• **GIVEN PASSAGE**

They're trying to win an NBA championship. They view their defeat in the conference finals as a failure.
I know that feels weird in the context of them making their first conference finals in over two decades, in
defeating the Boston Celtics, which was kind of the goal of the moves that were made last summer,
but it's all relative to the Larry O'Brien trophy.
And I'm going to say something that I said right after the Mavs lost in the finals last year.
They weren't actually close.
Did you guys think the Mavs were close to beating Boston?
No.
They beat a bunch of teams along the way that were also in that tier below that top tier championship contending tier.
But ultimately, when they ran into a team that was,
was actually at a championship level,
looked like there was a chasm between them.
I would argue there was a pretty significant chasm
between them and the Pacers this year,
and I think the Pacers have little to no chance to beat the Thunder.
So you could argue the Knicks are still not close.
From there, you have to start asking yourself,
why? Why were the Knicks not close?
And this is where I'm seeing a lot of the issues
with the roster being brought up,
specifically in defense of Tom Thibodeau.
And I think all that's fair.
It's really difficult to build a functioning defensive foundation
on Carl Anthony Towns and Jalen Brunson.
There are challenges there.
It's all fair.
We'll talk more about Kat in a bit.

• **PROBLEM TO WORK ON**
Repeat word for word the part of the basketball commentary above between "They beat a" and "beat the Thunder.", inclusive.

(Box annotations for photos)
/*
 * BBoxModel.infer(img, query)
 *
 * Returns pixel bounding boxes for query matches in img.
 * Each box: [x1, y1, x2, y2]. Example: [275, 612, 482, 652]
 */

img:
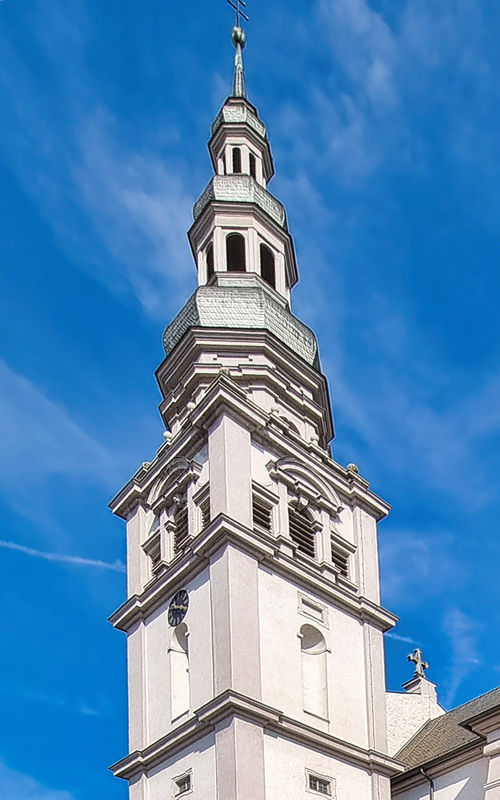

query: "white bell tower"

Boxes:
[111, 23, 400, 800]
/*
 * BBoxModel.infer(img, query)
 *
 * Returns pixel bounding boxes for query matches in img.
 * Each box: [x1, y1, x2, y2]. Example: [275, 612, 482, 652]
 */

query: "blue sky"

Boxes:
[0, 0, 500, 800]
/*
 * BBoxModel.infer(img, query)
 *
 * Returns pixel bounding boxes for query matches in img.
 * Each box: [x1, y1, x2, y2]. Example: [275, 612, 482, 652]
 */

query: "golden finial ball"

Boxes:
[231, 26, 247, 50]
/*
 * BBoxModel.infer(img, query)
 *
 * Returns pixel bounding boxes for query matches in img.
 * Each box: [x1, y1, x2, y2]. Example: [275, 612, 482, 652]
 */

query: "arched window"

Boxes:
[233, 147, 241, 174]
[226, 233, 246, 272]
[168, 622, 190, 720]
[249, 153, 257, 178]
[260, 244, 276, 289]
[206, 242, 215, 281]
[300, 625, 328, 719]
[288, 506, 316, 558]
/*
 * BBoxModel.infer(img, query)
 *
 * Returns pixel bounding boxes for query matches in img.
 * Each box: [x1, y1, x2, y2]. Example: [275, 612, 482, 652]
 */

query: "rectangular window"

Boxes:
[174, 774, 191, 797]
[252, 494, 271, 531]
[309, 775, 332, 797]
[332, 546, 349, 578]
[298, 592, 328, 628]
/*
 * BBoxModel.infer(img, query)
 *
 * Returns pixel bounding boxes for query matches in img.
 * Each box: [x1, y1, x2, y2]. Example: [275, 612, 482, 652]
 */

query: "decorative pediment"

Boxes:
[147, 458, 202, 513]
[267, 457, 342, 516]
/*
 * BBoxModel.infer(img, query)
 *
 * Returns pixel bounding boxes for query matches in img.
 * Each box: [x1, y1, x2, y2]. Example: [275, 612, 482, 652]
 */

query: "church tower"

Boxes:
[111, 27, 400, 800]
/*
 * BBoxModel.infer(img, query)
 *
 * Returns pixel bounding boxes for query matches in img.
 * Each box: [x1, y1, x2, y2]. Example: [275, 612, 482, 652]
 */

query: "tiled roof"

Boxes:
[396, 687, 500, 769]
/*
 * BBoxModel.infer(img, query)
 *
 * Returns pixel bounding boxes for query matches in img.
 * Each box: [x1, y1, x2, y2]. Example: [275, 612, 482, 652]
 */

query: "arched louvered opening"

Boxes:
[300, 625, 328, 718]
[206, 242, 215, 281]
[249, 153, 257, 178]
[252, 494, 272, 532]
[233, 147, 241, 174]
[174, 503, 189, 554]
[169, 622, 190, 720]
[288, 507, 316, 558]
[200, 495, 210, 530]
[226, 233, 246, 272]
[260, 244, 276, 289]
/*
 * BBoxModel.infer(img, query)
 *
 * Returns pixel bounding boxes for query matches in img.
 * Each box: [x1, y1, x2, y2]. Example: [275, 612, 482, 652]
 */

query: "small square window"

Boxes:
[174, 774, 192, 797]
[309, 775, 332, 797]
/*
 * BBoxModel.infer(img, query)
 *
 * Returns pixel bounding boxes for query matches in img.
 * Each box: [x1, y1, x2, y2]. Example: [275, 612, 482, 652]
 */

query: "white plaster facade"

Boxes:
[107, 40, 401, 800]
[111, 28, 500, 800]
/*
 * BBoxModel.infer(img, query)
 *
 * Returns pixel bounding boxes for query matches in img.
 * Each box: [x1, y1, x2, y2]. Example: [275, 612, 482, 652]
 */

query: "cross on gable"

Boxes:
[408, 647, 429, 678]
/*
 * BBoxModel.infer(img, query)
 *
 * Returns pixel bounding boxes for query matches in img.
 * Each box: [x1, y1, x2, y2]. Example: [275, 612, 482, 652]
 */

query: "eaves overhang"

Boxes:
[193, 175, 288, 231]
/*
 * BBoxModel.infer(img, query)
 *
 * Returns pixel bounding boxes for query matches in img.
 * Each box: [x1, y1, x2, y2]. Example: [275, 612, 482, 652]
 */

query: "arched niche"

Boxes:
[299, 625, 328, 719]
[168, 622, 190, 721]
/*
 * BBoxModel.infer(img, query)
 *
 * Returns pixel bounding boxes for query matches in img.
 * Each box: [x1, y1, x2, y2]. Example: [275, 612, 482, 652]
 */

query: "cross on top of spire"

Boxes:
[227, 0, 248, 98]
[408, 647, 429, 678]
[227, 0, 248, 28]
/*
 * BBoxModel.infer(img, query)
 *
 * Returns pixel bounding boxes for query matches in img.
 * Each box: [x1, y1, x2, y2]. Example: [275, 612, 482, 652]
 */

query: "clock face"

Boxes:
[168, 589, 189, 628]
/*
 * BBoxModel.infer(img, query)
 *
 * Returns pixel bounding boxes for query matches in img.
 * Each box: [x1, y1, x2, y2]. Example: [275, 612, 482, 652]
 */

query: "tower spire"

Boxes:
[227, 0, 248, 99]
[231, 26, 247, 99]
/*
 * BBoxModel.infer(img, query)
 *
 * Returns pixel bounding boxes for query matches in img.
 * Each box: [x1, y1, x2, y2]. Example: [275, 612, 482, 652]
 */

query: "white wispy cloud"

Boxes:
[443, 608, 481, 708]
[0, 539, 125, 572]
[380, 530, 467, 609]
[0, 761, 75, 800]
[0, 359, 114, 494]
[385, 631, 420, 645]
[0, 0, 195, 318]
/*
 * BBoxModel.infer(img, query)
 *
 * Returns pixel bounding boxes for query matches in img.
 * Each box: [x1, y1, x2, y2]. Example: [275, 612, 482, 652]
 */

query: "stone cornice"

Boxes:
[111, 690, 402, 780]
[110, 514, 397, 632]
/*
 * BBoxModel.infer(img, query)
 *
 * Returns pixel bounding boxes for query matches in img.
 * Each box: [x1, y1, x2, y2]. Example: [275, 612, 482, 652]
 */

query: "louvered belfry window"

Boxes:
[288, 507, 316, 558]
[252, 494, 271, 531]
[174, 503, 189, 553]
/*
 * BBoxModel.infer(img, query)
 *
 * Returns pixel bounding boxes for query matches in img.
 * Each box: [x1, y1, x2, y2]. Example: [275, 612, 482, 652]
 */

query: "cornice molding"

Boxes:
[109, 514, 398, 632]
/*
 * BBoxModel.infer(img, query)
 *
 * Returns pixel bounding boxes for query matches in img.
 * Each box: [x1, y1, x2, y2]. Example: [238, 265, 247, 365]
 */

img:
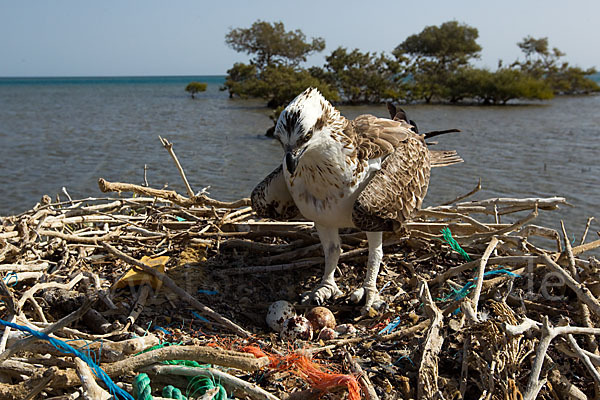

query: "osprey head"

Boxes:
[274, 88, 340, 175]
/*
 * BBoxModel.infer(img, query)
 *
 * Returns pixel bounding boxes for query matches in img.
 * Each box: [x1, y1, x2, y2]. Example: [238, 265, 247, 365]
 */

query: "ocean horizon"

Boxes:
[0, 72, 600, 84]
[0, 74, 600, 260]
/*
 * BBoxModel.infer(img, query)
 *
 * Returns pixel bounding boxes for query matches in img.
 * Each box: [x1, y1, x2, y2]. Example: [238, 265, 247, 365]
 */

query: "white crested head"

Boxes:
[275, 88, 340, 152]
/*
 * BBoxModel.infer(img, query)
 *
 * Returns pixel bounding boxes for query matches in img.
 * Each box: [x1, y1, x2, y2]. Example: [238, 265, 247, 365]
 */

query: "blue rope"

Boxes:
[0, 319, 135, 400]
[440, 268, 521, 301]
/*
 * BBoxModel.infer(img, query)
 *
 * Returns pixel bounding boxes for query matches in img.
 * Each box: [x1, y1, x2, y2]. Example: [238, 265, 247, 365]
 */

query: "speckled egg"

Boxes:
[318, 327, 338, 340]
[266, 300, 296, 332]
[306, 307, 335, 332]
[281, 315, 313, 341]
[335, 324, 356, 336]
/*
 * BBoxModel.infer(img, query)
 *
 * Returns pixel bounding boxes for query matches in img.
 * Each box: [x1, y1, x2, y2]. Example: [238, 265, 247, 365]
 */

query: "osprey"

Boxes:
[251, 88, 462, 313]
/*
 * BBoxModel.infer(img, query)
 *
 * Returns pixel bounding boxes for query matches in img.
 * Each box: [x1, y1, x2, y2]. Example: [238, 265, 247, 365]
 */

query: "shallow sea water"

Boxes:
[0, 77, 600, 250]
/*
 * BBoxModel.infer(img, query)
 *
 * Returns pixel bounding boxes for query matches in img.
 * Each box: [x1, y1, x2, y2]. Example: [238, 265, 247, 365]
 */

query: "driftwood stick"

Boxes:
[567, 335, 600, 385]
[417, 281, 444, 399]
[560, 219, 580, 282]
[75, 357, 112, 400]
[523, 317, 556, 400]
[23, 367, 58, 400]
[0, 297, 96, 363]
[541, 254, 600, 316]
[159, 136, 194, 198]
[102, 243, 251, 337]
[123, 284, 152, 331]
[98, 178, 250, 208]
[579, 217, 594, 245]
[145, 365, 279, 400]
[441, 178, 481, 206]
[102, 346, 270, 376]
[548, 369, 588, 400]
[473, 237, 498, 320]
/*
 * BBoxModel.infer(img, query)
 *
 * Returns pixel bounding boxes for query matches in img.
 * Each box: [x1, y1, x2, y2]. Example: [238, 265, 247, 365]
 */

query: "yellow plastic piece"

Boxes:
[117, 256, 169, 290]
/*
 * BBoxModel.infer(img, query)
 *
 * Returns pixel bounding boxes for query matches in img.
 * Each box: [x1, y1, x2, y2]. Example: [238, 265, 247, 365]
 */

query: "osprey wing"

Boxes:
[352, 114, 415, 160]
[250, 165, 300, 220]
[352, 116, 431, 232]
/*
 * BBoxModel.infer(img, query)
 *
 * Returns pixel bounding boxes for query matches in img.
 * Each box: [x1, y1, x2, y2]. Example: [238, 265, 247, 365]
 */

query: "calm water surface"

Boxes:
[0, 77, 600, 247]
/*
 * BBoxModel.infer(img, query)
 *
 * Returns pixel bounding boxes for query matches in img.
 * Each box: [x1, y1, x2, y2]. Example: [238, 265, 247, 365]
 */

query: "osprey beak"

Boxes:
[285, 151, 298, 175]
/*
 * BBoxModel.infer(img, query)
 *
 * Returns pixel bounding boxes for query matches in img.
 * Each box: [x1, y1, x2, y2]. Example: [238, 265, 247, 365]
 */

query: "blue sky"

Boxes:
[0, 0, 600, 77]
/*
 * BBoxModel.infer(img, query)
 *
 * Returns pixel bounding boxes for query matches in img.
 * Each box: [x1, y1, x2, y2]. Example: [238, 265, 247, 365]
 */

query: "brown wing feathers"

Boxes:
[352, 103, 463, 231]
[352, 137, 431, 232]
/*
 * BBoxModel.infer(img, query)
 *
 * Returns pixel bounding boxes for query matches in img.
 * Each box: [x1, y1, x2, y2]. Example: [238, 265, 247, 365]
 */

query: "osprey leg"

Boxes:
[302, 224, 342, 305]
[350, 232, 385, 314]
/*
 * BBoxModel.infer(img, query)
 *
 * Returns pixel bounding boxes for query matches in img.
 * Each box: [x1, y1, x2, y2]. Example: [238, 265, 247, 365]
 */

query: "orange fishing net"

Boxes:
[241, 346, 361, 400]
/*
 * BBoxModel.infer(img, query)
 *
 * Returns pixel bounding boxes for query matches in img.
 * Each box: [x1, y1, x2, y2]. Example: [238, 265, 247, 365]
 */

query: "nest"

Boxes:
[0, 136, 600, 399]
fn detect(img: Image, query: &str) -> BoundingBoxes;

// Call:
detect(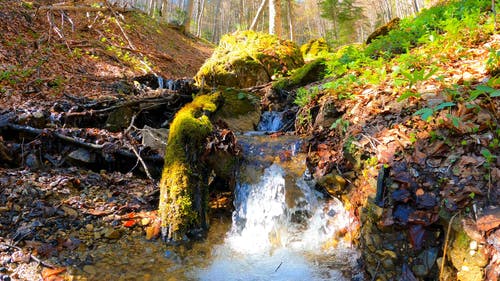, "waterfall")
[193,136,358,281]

• **FULL ANSWER**
They beat a bunch of teams along the way that were also in that tier below that top tier championship contending tier.
But ultimately, when they ran into a team that was,
was actually at a championship level,
looked like there was a chasm between them.
I would argue there was a pretty significant chasm
between them and the Pacers this year,
and I think the Pacers have little to no chance to beat the Thunder.